Write out every line of the material below again, substituting "Site inspection ticket" for each occurrence of "Field-scouting job ticket" and changing nothing else.

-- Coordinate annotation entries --
========================================

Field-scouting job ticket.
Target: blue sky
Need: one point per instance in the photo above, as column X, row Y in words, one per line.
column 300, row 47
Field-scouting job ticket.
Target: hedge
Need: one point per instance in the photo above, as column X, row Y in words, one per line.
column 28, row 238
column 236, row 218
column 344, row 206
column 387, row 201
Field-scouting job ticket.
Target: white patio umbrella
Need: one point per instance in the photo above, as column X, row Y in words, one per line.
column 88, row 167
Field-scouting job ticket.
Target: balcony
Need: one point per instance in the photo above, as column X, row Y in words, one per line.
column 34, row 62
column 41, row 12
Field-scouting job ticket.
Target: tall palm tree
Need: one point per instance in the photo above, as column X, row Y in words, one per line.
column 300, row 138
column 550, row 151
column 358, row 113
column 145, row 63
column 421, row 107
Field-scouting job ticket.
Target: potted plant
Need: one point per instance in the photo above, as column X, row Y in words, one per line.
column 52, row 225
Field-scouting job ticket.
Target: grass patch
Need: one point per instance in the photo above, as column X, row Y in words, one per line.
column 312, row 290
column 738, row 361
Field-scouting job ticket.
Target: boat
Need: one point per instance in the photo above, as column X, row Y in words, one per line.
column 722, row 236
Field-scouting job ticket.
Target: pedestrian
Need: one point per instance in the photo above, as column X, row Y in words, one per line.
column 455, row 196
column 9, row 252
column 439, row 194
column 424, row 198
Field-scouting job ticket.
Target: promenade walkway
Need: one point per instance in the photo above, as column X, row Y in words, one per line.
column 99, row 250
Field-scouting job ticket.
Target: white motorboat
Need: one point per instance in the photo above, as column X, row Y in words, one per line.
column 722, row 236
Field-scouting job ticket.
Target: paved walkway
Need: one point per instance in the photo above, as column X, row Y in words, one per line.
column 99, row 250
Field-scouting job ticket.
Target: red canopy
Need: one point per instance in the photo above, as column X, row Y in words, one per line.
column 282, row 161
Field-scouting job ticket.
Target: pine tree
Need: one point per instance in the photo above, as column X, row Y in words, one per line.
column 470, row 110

========================================

-- Task solution --
Site inspection ticket.
Target: blue sky
Need: one point per instance in the photo above, as column X, row Y in words, one per line.
column 300, row 47
Site inspection ticket.
Target: hedge
Need: one point per instance in the photo above, as column X, row Y in words, one per line.
column 28, row 238
column 236, row 218
column 344, row 206
column 387, row 201
Site inspection ticket.
Target: white patio umbrella
Need: one point per instance in the photo above, as column X, row Y in words, one per line.
column 88, row 167
Site inspection ticket.
Target: balcony
Need: one point per instance in the photo above, as column X, row Y in words, one per line.
column 34, row 62
column 41, row 12
Site inspection ticket.
Target: tall palm tree
Need: one point per instance in the photo above, as column X, row Y in words, one per line.
column 300, row 138
column 550, row 151
column 358, row 113
column 145, row 63
column 421, row 107
Site inspection ticket.
Target: potted plant
Need: one point per instance in the photo above, as column X, row Y in words, one per line.
column 52, row 225
Site inspection ticket.
Target: grass patch
Need: one point per instance in the photo above, as column X, row Y in words, one per line.
column 312, row 290
column 738, row 361
Site inspection ticket.
Target: boat
Need: one point per instance in the photo above, as column X, row Y in words, one per line.
column 722, row 236
Site inspection ticket.
Target: pedestrian
Need: one point per instance in the photo above, as column X, row Y in words, one per line.
column 455, row 196
column 9, row 252
column 439, row 194
column 424, row 198
Site inspection ticket.
Target: promenade walkway
Need: one point per instance in the photo above, as column X, row Y in words, one per line.
column 99, row 250
Site inspection ticket.
Target: white motorboat
Need: one point per instance in the photo above, as column X, row Y in words, one per line.
column 722, row 236
Site inspection ticket.
Target: paved walkway
Need: one point per instance in the photo above, as column X, row Y in words, one per line.
column 99, row 250
Site inspection ticket.
Target: red canopy
Need: one point per instance in the photo above, as column X, row Y in words, one per line.
column 282, row 161
Site inspection ticket.
Target: pine tree
Need: one point per instance in the photo above, as column X, row Y in words, one per line.
column 470, row 110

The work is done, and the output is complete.